Document ▸

Ingress: Okay, let's put off working on ingress for the jobmanager UI port until later. Accessing it via an ssh tunnel manually is fine for now.

Egress: Okay, I added the mesh.deployment.container. But how to test? I think I can't test this locally.

Change 876200 had a related patch set uploaded (by Ottomata; author: Ottomata):

[operations/deployment-charts@master] flink-operator - add admin_ng helmfile

https://gerrit.wikimedia.org/r/876200

Change 865100 merged by jenkins-bot:

[operations/deployment-charts@master] flink-kubernetes-operator - Initial commit of upstream helm chart

https://gerrit.wikimedia.org/r/865100

Change 865158 merged by jenkins-bot:

[operations/deployment-charts@master] flink-kubernetes-operator - modify for WMF

https://gerrit.wikimedia.org/r/865158

Change 876203 had a related patch set uploaded (by Ottomata; author: Ottomata):

[operations/deployment-charts@master] Bump flink-kubernetes-operator chart versions to 1.3.0 to match image and upstream version

https://gerrit.wikimedia.org/r/876203

Change 876203 merged by jenkins-bot:

[operations/deployment-charts@master] Bump flink-kubernetes-operator chart versions to 1.3.0 to match image and upstream version

https://gerrit.wikimedia.org/r/876203

Change 866510 merged by jenkins-bot:

[operations/deployment-charts@master] flink-app chart

https://gerrit.wikimedia.org/r/866510

Change 876200 merged by jenkins-bot:

[operations/deployment-charts@master] flink-operator - add admin_ng helmfile

https://gerrit.wikimedia.org/r/876200

Change 878116 had a related patch set uploaded (by Ottomata; author: Ottomata):

[operations/deployment-charts@master] flink-kubernetes-operator - use chart version as wmf version

https://gerrit.wikimedia.org/r/878116

Change 878116 merged by jenkins-bot:

[operations/deployment-charts@master] flink-kubernetes-operator - use chart version as wmf version

https://gerrit.wikimedia.org/r/878116

Change 878126 had a related patch set uploaded (by Ottomata; author: Ottomata):

[operations/deployment-charts@master] admin_ng/flink-operator - crds release depends on kube-system/namespaces

https://gerrit.wikimedia.org/r/878126

Change 878126 merged by Ottomata:

[operations/deployment-charts@master] admin_ng/flink-operator - crds release depends on kube-system/namespaces

https://gerrit.wikimedia.org/r/878126

Change 878134 had a related patch set uploaded (by Ottomata; author: Ottomata):

[operations/deployment-charts@master] flink-kubernetes-operator - networkpolicies for k8s API

https://gerrit.wikimedia.org/r/878134

Change 878134 merged by Ottomata:

[operations/deployment-charts@master] flink-kubernetes-operator - networkpolicies for k8s API

https://gerrit.wikimedia.org/r/878134

Change 878210 had a related patch set uploaded (by Ottomata; author: Ottomata):

[operations/deployment-charts@master] Add flink-app-example service

https://gerrit.wikimedia.org/r/878210

Change 878210 merged by jenkins-bot:

[operations/deployment-charts@master] Add flink-app-example service in the dse-k8s-eqiad cluster

https://gerrit.wikimedia.org/r/878210

Change 879116 had a related patch set uploaded (by Ottomata; author: Ottomata):

[operations/deployment-charts@master] flink-app-example - use correct patch to kubeconfig file in stream-enricnment-poc

https://gerrit.wikimedia.org/r/879116

Change 879116 merged by jenkins-bot:

[operations/deployment-charts@master] flink-app-example - use correct patch to kubeconfig file in stream-enricnment-poc

https://gerrit.wikimedia.org/r/879116

Hm, trying to deploy flink-app-example is erroring, I think we need some extra permissions:

$ helmfile -n stream-enrichment-poc -e dse-k8s-eqiad diff
...

(Data lines)

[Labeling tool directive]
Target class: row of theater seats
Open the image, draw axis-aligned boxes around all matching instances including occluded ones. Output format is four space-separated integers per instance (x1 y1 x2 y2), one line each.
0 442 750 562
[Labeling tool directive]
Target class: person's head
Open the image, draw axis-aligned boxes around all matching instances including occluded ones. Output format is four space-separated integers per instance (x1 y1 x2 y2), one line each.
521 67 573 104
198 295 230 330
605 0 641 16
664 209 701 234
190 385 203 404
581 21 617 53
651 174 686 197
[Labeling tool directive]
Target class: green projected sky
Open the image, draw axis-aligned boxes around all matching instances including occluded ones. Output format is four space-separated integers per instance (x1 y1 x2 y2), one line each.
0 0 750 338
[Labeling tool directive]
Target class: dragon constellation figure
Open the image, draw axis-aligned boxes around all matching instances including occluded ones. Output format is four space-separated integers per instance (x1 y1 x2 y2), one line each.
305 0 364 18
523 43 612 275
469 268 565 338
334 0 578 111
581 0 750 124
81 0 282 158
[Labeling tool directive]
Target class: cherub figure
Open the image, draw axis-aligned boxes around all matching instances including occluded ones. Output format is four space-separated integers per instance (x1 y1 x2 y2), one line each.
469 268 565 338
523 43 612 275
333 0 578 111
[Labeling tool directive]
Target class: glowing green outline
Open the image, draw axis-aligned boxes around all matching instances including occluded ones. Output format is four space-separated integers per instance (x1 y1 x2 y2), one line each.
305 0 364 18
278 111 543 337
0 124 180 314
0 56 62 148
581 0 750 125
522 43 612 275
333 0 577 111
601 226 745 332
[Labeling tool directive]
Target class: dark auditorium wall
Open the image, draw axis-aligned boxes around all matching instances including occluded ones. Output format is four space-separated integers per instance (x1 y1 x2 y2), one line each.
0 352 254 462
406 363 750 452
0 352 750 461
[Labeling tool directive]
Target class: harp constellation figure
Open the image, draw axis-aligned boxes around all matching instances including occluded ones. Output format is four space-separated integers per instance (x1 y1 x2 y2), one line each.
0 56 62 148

Work instructions ▸
a - Please quote the Flink deployment thread word for word, starting at "Ingress: Okay, let's" and ending at "test this locally.".
b - In the Flink deployment thread, to what version were the flink-kubernetes-operator chart versions bumped?

Results of the tasks ▸
a -
Ingress: Okay, let's put off working on ingress for the jobmanager UI port until later. Accessing it via an ssh tunnel manually is fine for now.

Egress: Okay, I added the mesh.deployment.container. But how to test? I think I can't test this locally.

b - 1.3.0